======== Excerpted records ========
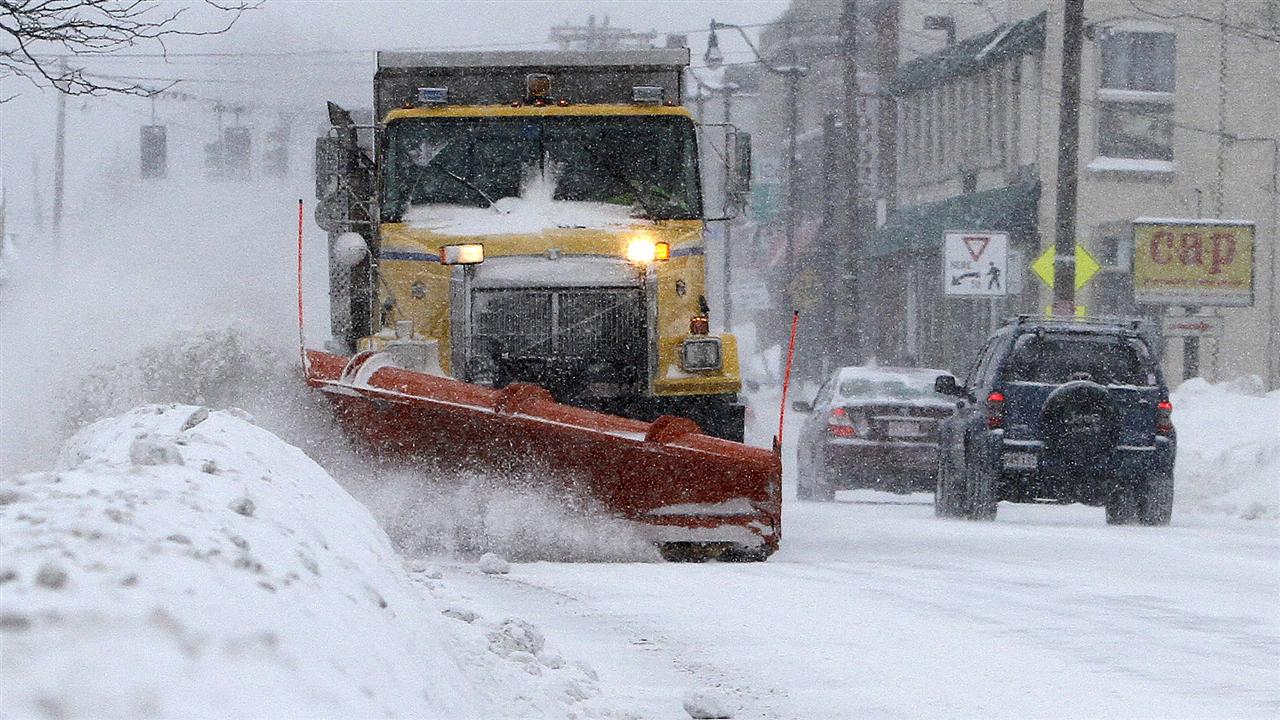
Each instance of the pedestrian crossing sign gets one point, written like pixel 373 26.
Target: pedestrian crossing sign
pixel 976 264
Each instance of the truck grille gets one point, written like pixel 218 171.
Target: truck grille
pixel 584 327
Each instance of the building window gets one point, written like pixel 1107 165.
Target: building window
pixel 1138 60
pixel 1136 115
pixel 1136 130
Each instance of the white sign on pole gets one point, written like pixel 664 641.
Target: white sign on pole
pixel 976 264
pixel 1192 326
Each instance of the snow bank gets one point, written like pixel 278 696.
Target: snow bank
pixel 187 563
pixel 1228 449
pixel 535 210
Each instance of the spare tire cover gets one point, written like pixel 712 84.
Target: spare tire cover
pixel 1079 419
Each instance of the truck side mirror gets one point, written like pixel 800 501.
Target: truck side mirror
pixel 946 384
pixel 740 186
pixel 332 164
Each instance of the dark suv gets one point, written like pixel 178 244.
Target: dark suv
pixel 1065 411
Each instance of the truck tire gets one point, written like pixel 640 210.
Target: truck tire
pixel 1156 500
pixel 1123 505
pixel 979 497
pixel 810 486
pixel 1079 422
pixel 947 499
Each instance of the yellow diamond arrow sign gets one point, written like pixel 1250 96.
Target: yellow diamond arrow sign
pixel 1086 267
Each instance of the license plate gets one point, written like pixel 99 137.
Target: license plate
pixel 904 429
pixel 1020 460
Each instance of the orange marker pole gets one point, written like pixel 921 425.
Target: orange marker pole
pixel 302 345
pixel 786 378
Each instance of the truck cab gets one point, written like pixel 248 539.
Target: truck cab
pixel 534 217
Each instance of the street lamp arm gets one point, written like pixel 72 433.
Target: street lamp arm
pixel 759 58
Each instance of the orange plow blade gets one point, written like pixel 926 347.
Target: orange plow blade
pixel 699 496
========
Copy out the lines of the material from the one containing "Each instance of the truck grille" through the one containing "pixel 534 217", including both of those lines.

_Written solution_.
Each instance of the truck grille gets one point, written like pixel 218 171.
Target: truck grille
pixel 584 327
Each instance of the building window gets one point, written like pixel 1107 165.
Target: building window
pixel 1138 60
pixel 1136 115
pixel 1136 130
Each instance of the white sign on pole gets one point, written like pixel 664 641.
Target: white sign on pole
pixel 976 264
pixel 1192 326
Each instance of the snow bank gets one point, written like pixel 278 696.
Target: snow bank
pixel 187 563
pixel 1228 449
pixel 535 210
Each instance of the spare tire cover gets one point, written like pixel 712 84.
Target: spare tire cover
pixel 1079 419
Each instance of the truck side mirror gets one point, written like pixel 800 501.
Target: truck side mirror
pixel 946 384
pixel 740 186
pixel 332 164
Each instance of the dark suv gets one point, written like pixel 178 244.
Target: dark suv
pixel 1065 411
Each instance of the truck tire gets one point, written like pixel 640 210.
Target: truck tire
pixel 1156 500
pixel 1123 505
pixel 979 497
pixel 810 486
pixel 1079 422
pixel 947 499
Each instance of the yellow diamond arrow sign gets one point, written like pixel 1250 96.
Target: yellow diamond arrow sign
pixel 1086 267
Each instance of the license plate gets one point, written like pixel 99 137.
Target: license plate
pixel 904 429
pixel 1020 460
Each instance of the orange marker pole gets one point, written like pixel 921 425.
Target: orange marker pole
pixel 302 345
pixel 786 378
Each instance of the truck cab gets one point, written like pixel 248 539.
Target: truck cab
pixel 534 217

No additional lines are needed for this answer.